Rewrite the lines below, requests included, from the line containing "Spot the icicle" through the line containing "159), (104, 207)]", shifting every coordinate in the answer points up by 62.

- - - - - - -

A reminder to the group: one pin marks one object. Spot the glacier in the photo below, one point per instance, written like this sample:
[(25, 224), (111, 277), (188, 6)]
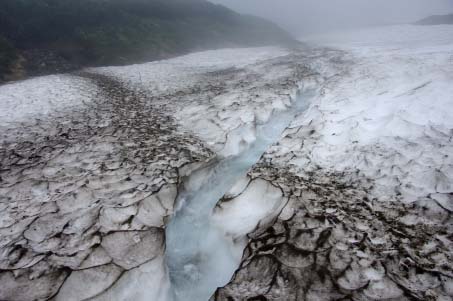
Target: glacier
[(172, 178)]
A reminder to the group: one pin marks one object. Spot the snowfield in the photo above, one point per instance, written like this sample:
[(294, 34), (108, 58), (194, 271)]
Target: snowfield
[(389, 117), (220, 95), (354, 199), (367, 174)]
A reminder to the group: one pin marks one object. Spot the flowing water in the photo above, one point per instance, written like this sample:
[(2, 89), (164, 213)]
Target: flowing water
[(198, 255)]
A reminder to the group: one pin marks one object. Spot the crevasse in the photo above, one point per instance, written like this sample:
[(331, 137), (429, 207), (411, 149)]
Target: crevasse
[(199, 256)]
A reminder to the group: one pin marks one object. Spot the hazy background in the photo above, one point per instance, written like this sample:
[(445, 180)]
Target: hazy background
[(306, 16)]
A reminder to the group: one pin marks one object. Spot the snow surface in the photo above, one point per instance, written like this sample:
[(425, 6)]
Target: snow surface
[(389, 111), (42, 96), (219, 95)]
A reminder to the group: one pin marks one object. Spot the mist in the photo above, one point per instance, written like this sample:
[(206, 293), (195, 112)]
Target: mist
[(306, 16)]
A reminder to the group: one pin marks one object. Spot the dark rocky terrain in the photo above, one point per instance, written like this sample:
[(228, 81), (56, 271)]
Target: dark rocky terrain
[(47, 36)]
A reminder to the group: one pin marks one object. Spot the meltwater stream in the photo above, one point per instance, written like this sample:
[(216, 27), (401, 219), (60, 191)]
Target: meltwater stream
[(198, 255)]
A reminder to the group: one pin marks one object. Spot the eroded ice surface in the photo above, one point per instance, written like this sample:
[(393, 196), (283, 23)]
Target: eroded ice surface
[(368, 174), (200, 254)]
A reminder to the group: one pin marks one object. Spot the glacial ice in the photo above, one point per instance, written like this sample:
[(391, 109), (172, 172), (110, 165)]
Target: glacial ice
[(203, 250)]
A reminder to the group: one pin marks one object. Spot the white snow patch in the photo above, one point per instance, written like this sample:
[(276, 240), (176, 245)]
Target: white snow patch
[(388, 113)]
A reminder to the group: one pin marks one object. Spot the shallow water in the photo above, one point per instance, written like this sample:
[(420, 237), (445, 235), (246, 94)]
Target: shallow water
[(198, 255)]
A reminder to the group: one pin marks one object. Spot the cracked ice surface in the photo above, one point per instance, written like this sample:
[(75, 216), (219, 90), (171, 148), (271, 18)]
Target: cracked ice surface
[(91, 164), (85, 191), (367, 174), (220, 95)]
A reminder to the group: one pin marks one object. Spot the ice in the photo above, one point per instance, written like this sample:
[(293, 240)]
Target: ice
[(42, 96), (201, 254), (367, 171)]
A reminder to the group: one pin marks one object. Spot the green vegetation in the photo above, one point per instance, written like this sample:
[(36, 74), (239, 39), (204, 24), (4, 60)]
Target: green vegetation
[(106, 32), (8, 57)]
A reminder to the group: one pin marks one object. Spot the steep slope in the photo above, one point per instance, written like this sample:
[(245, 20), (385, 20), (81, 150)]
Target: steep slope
[(54, 36)]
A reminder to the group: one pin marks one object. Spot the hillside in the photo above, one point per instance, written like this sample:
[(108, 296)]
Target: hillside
[(47, 36), (436, 20)]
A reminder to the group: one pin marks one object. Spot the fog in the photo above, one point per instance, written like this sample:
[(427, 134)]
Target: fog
[(304, 16)]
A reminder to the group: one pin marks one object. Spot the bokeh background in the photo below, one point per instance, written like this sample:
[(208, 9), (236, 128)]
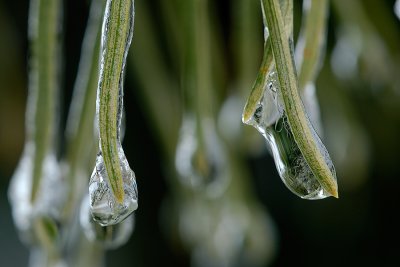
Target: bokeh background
[(359, 94)]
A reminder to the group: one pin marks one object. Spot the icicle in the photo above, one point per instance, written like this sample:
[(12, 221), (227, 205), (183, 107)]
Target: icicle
[(266, 111), (110, 237), (112, 187), (36, 190)]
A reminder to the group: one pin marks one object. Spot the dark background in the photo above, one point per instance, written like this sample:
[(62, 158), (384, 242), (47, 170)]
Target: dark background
[(358, 229)]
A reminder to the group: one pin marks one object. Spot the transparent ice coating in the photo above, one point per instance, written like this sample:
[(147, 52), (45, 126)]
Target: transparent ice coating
[(200, 159), (104, 207), (50, 195), (290, 163), (268, 109), (112, 236), (270, 120)]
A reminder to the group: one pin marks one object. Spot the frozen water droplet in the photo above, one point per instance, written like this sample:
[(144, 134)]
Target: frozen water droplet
[(104, 207), (111, 236), (270, 120), (200, 159), (50, 196), (290, 163), (268, 109)]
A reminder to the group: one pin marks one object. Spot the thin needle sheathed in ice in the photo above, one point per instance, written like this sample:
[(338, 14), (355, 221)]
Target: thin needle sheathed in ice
[(36, 189), (266, 111), (111, 236), (112, 187)]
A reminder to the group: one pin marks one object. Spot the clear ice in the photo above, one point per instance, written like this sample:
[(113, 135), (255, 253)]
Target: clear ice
[(104, 207), (50, 196), (200, 159), (270, 120), (111, 236)]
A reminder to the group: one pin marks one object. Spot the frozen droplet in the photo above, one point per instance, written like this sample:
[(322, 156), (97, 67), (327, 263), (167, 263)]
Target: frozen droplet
[(200, 159), (268, 109), (270, 120), (111, 236), (49, 198), (105, 208), (290, 163)]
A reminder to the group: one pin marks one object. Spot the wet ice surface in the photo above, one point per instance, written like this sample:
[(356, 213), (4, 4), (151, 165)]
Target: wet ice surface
[(270, 120), (290, 163), (49, 198), (112, 236), (200, 159), (104, 207)]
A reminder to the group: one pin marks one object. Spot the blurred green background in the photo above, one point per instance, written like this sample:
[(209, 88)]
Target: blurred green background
[(359, 94)]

- - - - - - -

THE OUTPUT:
A reminder to the group: one pin marks one object. Spot the icicle in the photo above, one point per instance, written like this sample:
[(12, 221), (227, 205), (183, 107)]
Target: icicle
[(328, 173), (172, 299), (174, 249), (98, 252)]
A reminder to the group: one pin marks one object. Spot the dark background in the photo above, one point per instance, written like this sample:
[(62, 158), (384, 242), (47, 170)]
Target: dark background
[(420, 291)]
A reminder to the group: one pin marks one object. Spot the transparent ice coating in the photo above, one point per instance, written like this sample:
[(147, 52), (45, 126)]
Target: transparent ice coating
[(262, 221), (166, 269), (112, 257), (352, 225), (330, 171), (174, 298), (332, 182)]
A reminder to the group: one pin marks one object. Spot the frozen water droplet in the photo above, one point per instance, written like this sample:
[(144, 134)]
Target: frozen water droplet
[(166, 269), (173, 298), (332, 182), (262, 221), (112, 258), (352, 225), (330, 171)]
A reminder to the group: one pin marks one object. Spot the thin needle sheathed in ice in the photo above, one point per instance, written like this sample:
[(338, 14), (355, 221)]
Target: thin needle sheathed in ice
[(98, 251), (328, 173), (173, 298), (174, 249)]
A reminder to the group: one pin marks one object. Spot the clear ice in the photo above, one point per instance, written like this sample:
[(113, 135), (255, 253)]
Target: clear ice
[(166, 269), (112, 258), (262, 221), (332, 182), (173, 298)]
A reminder to the group: one pin marks one object. Spot the frozen droplet in the photo above, one point per instance, written like this sample:
[(322, 156), (97, 67), (327, 263), (167, 263)]
Target: frozen droplet
[(262, 221), (330, 171), (332, 182), (173, 298), (111, 260), (167, 270), (352, 225)]
A reminder to the group: one pin marks one object. Spot the wet ice surface in the photo above, one point per instance, written like this sample:
[(356, 213), (4, 4), (151, 165)]
Target: wet ice surface
[(332, 182), (352, 225), (111, 260), (174, 298), (262, 221), (166, 269)]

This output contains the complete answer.